• [短い問題 1] 二次電池の作製に関する文章について、次の(a)〜(c)がそれぞれ本文と合うかどうかを「はい」か「いいえ」で答え、判断の決め手となる本文の語句をそのまま引用せよ。(a) 正極の作製時に多孔質層を形成した。(b) セパレータの不織布の厚さは15μmである。(c) 積層したシートは、長辺方向と平行な方向を捲回軸として捲回された。
• [短い問題 2] 二次電池の作製に関する文章のうち、「まず、実施例1と同様の方法で」から「て、捲回型電極群を作製した。」までの部分を、一字も変えずに書き写せ。

まず、実施例1と同様の方法で負極及び正極を作製した。但し、正極作製時に多孔質層を形成しなかった。次に、セパレータとして、厚さ15μmの不織布上に5.0μmのアルミナ粒子層が担持された帯状のセパレータを2枚用意した。2枚のセパレータを、アルミナ粒子層が正極活物質含有層と接するように、正極の両面上にそれぞれ積層し、更に、一方のセパレータ上に負極を積層した。積層されたこれらシートを、その短辺方向と平行な方向が捲回軸となるように捲回して、捲回型電極群を作製した。
【0182】
<層厚の測定>
各例において作製した二次電池が備える正極について、第1実施形態において説明した方法に従って、正極活物質含有層及び多孔質層の層厚をそれぞれ測定した。結果を下記表1に示す。

• [行の抜粋]

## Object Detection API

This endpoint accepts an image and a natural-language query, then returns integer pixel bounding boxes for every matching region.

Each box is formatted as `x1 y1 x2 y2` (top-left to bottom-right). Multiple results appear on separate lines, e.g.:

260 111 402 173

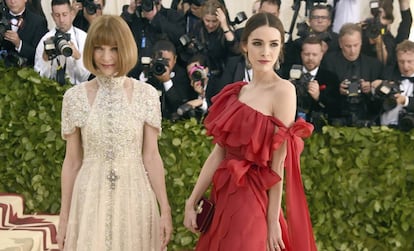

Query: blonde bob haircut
83 15 138 77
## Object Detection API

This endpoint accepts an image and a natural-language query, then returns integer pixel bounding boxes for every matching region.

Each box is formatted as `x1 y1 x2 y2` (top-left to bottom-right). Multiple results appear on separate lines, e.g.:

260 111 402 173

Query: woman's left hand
160 213 173 250
267 222 285 251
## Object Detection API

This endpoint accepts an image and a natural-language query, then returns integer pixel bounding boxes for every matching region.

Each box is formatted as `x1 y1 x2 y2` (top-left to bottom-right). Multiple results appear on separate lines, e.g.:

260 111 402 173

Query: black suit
121 5 185 78
312 68 340 119
148 65 197 119
322 51 383 125
1 9 48 66
384 63 414 112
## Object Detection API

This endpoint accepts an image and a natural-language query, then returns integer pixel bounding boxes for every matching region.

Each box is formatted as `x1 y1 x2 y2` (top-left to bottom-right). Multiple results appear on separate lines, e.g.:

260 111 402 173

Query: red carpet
0 193 59 251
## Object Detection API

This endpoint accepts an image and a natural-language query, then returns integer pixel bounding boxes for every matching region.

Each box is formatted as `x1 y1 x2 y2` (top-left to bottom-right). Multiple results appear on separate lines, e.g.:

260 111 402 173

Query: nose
262 45 270 56
102 49 112 62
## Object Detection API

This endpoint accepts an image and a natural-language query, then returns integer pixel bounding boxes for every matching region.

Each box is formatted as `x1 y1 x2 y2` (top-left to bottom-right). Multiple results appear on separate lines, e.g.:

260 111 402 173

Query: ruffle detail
201 82 317 251
204 82 275 166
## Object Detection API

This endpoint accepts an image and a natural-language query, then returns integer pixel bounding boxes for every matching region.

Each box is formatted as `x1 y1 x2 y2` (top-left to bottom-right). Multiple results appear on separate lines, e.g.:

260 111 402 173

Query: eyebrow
252 38 280 42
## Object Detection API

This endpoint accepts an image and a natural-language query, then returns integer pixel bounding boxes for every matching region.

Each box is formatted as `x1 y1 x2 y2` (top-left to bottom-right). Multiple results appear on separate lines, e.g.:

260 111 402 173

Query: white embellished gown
62 77 161 251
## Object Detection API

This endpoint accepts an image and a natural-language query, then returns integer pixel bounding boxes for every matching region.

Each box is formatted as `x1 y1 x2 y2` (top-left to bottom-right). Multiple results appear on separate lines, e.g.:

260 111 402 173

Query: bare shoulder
272 79 296 126
272 78 296 98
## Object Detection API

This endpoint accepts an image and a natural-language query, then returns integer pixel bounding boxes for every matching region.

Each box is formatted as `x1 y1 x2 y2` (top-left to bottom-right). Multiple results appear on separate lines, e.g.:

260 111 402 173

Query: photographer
72 0 105 32
188 0 240 77
322 23 383 126
282 4 339 75
0 0 47 67
361 0 412 65
373 40 414 130
34 0 90 85
177 54 210 120
121 0 185 78
140 40 197 120
290 37 339 131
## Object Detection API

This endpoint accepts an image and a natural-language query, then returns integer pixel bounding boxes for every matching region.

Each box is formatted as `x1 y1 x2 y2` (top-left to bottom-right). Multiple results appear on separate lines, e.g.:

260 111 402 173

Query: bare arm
267 82 296 250
398 0 410 11
184 144 225 233
142 124 172 248
57 128 83 249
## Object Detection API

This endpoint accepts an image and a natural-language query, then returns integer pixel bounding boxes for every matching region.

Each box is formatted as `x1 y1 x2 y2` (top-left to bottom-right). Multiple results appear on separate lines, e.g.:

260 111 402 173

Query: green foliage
0 63 70 213
159 119 212 250
0 65 414 251
301 127 414 251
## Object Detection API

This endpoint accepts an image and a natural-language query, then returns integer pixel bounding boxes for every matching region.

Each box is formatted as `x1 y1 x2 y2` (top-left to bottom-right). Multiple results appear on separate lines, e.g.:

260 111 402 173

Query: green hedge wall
0 66 414 251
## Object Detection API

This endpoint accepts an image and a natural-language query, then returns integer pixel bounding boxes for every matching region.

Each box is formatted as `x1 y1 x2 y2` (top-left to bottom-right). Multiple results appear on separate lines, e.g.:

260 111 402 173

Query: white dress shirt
381 76 414 125
34 26 90 84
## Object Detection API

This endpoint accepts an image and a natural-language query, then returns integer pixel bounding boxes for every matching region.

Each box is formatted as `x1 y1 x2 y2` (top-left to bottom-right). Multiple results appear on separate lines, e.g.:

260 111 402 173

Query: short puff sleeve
61 84 89 139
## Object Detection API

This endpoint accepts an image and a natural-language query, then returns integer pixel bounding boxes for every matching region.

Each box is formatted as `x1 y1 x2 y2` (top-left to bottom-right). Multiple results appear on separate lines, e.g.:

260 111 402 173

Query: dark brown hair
240 12 285 62
83 15 138 76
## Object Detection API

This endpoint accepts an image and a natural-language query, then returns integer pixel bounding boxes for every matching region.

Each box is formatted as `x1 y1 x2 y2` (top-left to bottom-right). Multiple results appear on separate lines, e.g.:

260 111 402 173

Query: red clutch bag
196 198 214 233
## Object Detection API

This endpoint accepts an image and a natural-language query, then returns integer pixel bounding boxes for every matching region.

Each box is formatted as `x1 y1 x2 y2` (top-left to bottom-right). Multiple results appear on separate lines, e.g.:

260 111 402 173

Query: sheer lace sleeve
139 82 161 132
61 85 88 139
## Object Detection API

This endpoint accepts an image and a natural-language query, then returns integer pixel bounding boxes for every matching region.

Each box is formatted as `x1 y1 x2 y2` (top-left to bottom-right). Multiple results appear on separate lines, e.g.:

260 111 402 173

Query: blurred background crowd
0 0 414 130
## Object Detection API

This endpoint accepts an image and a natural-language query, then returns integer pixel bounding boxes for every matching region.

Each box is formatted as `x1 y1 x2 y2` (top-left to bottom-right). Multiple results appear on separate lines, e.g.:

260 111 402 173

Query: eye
270 42 279 47
252 41 262 46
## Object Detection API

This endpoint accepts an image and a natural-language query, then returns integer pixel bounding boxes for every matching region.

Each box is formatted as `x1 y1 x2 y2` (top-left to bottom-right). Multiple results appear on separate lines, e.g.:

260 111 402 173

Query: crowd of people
0 0 414 251
0 0 414 130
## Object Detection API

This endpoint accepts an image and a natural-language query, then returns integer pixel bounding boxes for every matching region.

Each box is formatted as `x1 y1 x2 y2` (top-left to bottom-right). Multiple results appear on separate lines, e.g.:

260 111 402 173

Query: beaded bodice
82 77 141 160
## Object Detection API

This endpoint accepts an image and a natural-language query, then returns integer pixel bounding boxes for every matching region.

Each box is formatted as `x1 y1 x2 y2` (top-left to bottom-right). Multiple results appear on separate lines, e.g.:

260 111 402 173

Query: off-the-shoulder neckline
233 81 288 128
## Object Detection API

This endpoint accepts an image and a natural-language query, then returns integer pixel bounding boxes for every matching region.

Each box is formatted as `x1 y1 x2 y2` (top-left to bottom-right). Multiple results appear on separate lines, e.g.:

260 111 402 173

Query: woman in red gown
184 13 316 251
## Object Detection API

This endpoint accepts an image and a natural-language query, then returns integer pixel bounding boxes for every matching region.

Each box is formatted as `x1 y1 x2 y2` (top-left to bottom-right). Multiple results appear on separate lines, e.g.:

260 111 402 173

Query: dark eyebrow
252 38 280 43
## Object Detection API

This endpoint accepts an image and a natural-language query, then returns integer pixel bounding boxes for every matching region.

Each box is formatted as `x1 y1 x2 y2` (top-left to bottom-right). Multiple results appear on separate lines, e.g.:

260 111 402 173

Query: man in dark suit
322 23 383 127
121 0 185 78
140 40 197 120
373 40 414 130
289 37 339 130
0 0 48 66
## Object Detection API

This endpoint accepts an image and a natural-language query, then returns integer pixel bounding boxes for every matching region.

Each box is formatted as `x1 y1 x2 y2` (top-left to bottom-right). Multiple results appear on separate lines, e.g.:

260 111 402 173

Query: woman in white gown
58 15 172 251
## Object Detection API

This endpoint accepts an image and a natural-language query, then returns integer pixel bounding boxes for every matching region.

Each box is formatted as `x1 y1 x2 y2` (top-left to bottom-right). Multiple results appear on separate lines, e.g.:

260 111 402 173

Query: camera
344 77 361 97
289 64 312 115
0 0 11 42
177 103 193 116
77 0 102 15
362 0 387 39
141 53 168 76
362 17 387 39
230 11 247 26
374 80 401 111
135 0 160 18
296 22 332 42
190 65 207 82
180 34 205 53
398 108 414 132
289 65 312 97
43 30 73 60
189 0 206 6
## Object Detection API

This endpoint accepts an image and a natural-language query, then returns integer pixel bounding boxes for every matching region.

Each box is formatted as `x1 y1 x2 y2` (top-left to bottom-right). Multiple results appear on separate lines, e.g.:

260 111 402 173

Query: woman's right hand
184 201 198 233
56 219 67 250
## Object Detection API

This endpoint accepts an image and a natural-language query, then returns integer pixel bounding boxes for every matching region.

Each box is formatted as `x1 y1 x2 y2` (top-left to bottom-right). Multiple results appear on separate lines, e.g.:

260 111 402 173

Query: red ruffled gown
196 82 317 251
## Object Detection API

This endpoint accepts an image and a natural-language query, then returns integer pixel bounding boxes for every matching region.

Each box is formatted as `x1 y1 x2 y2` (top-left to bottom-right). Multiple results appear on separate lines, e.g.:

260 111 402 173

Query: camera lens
153 59 166 76
191 70 203 81
141 0 154 12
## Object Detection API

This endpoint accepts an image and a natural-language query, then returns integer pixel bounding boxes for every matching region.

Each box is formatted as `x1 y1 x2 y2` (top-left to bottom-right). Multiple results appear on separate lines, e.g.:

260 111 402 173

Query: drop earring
273 60 280 71
244 53 252 69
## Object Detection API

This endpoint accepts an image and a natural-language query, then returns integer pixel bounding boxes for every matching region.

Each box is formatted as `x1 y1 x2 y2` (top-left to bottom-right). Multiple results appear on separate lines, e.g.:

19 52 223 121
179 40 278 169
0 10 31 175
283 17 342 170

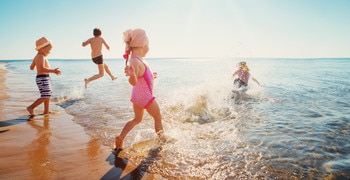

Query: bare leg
84 64 105 89
147 100 166 141
27 98 46 116
44 98 50 114
103 63 117 80
115 104 144 149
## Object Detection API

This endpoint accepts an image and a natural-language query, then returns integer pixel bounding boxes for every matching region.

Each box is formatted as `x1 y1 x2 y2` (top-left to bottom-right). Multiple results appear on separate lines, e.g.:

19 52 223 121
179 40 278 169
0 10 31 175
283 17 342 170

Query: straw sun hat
35 37 51 50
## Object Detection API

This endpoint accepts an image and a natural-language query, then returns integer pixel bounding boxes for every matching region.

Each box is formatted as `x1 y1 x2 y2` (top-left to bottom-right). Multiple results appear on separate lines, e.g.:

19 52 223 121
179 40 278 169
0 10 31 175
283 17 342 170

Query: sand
0 64 163 179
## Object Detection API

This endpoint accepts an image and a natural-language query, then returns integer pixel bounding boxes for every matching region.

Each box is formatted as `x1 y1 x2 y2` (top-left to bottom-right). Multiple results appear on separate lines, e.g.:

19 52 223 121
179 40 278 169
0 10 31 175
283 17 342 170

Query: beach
0 63 159 179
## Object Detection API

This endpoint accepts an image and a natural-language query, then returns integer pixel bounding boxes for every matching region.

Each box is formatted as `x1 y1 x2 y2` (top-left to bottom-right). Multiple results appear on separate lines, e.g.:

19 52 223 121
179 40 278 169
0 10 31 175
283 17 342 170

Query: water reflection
24 115 55 179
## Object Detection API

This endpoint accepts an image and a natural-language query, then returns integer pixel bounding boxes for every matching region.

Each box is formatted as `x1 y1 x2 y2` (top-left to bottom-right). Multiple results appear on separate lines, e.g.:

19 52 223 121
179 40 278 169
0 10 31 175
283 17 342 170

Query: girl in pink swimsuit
115 29 165 151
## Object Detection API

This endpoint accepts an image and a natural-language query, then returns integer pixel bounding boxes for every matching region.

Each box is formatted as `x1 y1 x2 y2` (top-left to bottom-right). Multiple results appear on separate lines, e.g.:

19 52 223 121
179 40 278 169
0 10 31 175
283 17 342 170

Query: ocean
1 58 350 179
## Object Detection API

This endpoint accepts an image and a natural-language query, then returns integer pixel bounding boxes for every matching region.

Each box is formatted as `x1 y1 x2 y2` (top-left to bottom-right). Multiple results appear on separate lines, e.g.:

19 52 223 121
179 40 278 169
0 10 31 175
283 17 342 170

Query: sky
0 0 350 60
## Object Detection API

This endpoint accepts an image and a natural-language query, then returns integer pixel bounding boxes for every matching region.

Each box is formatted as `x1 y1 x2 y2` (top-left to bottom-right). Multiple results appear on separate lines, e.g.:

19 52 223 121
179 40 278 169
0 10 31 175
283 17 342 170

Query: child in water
115 29 165 150
82 28 117 89
233 61 260 89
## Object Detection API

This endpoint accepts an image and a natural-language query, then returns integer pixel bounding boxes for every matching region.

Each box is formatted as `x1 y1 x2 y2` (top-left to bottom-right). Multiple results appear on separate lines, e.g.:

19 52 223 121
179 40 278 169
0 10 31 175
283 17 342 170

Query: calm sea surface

• [完全な解答 1]
(a) いいえ。「但し、正極作製時に多孔質層を形成しなかった。」
(b) はい。「厚さ15μmの不織布上に」
(c) いいえ。「その短辺方向と平行な方向が捲回軸となるように捲回して」

• [完全な解答 2]
まず、実施例1と同様の方法で負極及び正極を作製した。但し、正極作製時に多孔質層を形成しなかった。次に、セパレータとして、厚さ15μmの不織布上に5.0μmのアルミナ粒子層が担持された帯状のセパレータを2枚用意した。2枚のセパレータを、アルミナ粒子層が正極活物質含有層と接するように、正極の両面上にそれぞれ積層し、更に、一方のセパレータ上に負極を積層した。積層されたこれらシートを、その短辺方向と平行な方向が捲回軸となるように捲回して、捲回型電極群を作製した。